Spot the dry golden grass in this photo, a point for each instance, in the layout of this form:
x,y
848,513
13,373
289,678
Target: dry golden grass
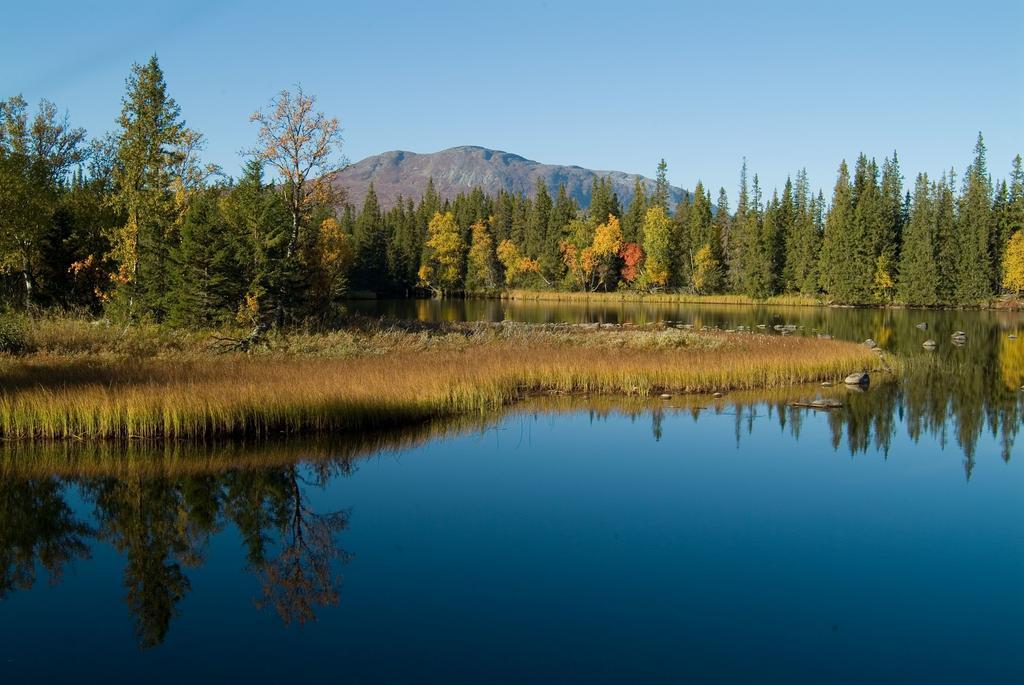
x,y
364,380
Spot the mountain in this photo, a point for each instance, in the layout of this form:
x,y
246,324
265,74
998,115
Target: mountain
x,y
459,169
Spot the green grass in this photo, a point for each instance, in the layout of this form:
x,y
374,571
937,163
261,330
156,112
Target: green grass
x,y
371,379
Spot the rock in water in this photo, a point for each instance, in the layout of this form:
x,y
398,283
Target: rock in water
x,y
858,378
826,403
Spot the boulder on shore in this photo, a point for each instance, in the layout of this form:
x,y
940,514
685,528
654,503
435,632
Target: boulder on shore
x,y
858,378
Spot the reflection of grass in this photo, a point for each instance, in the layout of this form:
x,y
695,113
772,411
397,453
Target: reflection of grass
x,y
667,298
328,454
374,379
124,459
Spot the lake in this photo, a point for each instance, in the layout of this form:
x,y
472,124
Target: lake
x,y
596,540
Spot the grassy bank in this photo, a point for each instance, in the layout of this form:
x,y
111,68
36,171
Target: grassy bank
x,y
659,298
94,381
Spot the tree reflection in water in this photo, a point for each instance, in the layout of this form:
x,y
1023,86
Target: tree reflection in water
x,y
160,505
37,527
161,525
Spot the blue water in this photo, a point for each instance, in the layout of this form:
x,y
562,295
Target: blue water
x,y
572,548
691,540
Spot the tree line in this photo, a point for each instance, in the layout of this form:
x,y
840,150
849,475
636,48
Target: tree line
x,y
135,225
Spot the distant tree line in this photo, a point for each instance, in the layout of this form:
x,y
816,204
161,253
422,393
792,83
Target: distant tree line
x,y
134,224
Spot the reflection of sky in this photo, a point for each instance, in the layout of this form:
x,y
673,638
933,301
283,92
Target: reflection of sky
x,y
582,548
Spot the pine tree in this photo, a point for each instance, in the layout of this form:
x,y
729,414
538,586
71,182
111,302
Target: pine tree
x,y
753,264
563,211
537,223
723,226
1011,216
803,242
782,243
919,273
974,274
206,287
151,129
257,220
603,201
947,242
866,240
698,234
846,266
370,240
681,274
662,191
893,212
635,213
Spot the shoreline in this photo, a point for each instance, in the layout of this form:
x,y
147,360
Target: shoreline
x,y
354,381
633,297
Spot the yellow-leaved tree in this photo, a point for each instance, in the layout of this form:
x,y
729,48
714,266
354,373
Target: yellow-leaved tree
x,y
1013,264
441,270
656,247
480,261
335,255
516,265
707,270
603,257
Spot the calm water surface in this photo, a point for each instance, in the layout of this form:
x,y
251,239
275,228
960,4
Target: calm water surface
x,y
732,541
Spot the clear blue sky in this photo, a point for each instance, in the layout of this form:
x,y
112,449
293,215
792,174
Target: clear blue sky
x,y
603,85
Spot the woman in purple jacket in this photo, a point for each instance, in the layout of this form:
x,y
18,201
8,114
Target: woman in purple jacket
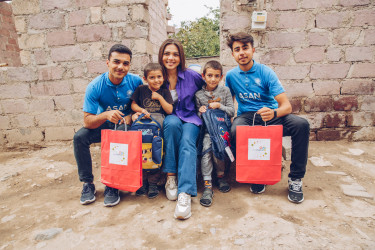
x,y
181,128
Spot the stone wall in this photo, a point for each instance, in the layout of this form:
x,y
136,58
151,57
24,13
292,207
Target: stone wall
x,y
323,53
64,45
9,50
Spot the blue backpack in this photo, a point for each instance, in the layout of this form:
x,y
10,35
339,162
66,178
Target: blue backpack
x,y
218,126
152,142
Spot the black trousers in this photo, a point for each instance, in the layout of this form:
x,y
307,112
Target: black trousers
x,y
296,127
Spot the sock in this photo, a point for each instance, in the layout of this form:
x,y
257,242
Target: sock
x,y
208,184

## INSTRUCTIONS FOR THE TASK
Please set down the lines above word for word and leave out the pictures.

## EXERCISE RESULT
Spot the dry golden grass in this photo, a point for each instance, in the layout of this form:
x,y
848,513
13,373
289,678
Target: dry golden grass
x,y
364,380
Spot the mountain in this photo, a point for each instance, in the layout of this form:
x,y
246,324
265,74
998,115
Target: mountain
x,y
459,169
Spot the green grass in this photo, a point for each instance, in the layout of this form:
x,y
374,571
937,163
261,330
156,112
Target: green grass
x,y
371,379
Spot the rock in water in this photo, a point for each instance, in the layout of this form:
x,y
398,283
Target: rock in water
x,y
858,378
826,403
Spot the boulder on shore in this photo, a point for each instance, in the layout of this form:
x,y
940,514
685,528
654,503
435,632
Target: boulder on shore
x,y
858,378
Spot the reflection of grass in this photo, a point for each instance, in the layout of this form:
x,y
695,113
772,411
397,453
Target: reflection of grass
x,y
667,298
328,454
374,379
124,459
Spot the lake in this photo, a point for each instance, in the layout of this form:
x,y
472,124
Target: lake
x,y
596,540
Spot the grassy bank in this photo, a point for each instance, in the layout of this form:
x,y
111,68
36,171
Target: grassy bank
x,y
659,298
94,381
Spot the tree reflection in water in this photo, a point for each instance, in the layout of this form:
x,y
1023,86
Target: tree reflection in water
x,y
160,505
37,527
161,525
Spot the blue water in this photo, a point for each instance, in the layout of this form:
x,y
562,295
Target: blue water
x,y
572,548
691,540
Spot the tree line in this photo, a point for each instance, in the layout of this form:
x,y
840,150
849,475
636,48
Target: tree line
x,y
135,225
Spot the distant tree line in this photo, a point for each instance, in the layout of this form:
x,y
816,204
161,253
422,393
792,83
Target: distant tree line
x,y
134,224
Spot the reflection of sky in this photo, a point for each instance, in the layout of this form:
x,y
673,638
933,301
283,92
Target: reflection of sky
x,y
582,548
Spot the pine tree in this photo, a point for each instance, in the layout of this form:
x,y
729,414
538,586
71,182
111,302
Target: pine tree
x,y
753,264
563,211
537,223
723,226
1011,216
803,242
782,243
919,273
974,274
206,287
151,129
257,220
603,201
947,242
866,240
698,234
846,266
370,240
681,274
662,191
893,212
635,213
Spot the shoreline in this photo, a point for each instance, in the layout of this form:
x,y
147,360
Target: shoreline
x,y
354,381
633,297
Spot the yellow-leaved tree in this photo, a point for each instance, in the layout of this form:
x,y
729,48
714,266
354,373
Target: yellow-leaved tree
x,y
1013,264
441,270
656,247
480,261
335,255
516,265
707,270
603,257
Spot the calm water surface in this photo, a point for each instance, in the layout of this form:
x,y
251,239
275,228
960,4
Target: calm water surface
x,y
732,541
Spot the clear blue sky in this photo, a point for each instance, in the layout of this form:
x,y
112,449
293,215
792,174
Target: clear blue sky
x,y
603,85
Spot the woman in purple jacket in this photo, a point for each instance, in the layout of this form:
x,y
18,201
8,114
Target: woman in purple jacket
x,y
181,128
Spot the stone wall in this photo, a point for each instance, in the layout of this form:
x,y
136,58
151,57
24,13
292,207
Target: stone wall
x,y
323,53
64,45
9,50
Spot the blue backpack in this photo, a point for each instance, in the layout of this form:
x,y
10,35
339,162
66,178
Target: blue backpack
x,y
218,126
152,142
Spot the black trousers in this photo, a point for each instance, in the layout of this form:
x,y
307,112
Target: black trousers
x,y
296,127
Spot the sock in this photo, a point for each instance, in the layout of this form:
x,y
257,242
Target: sock
x,y
208,184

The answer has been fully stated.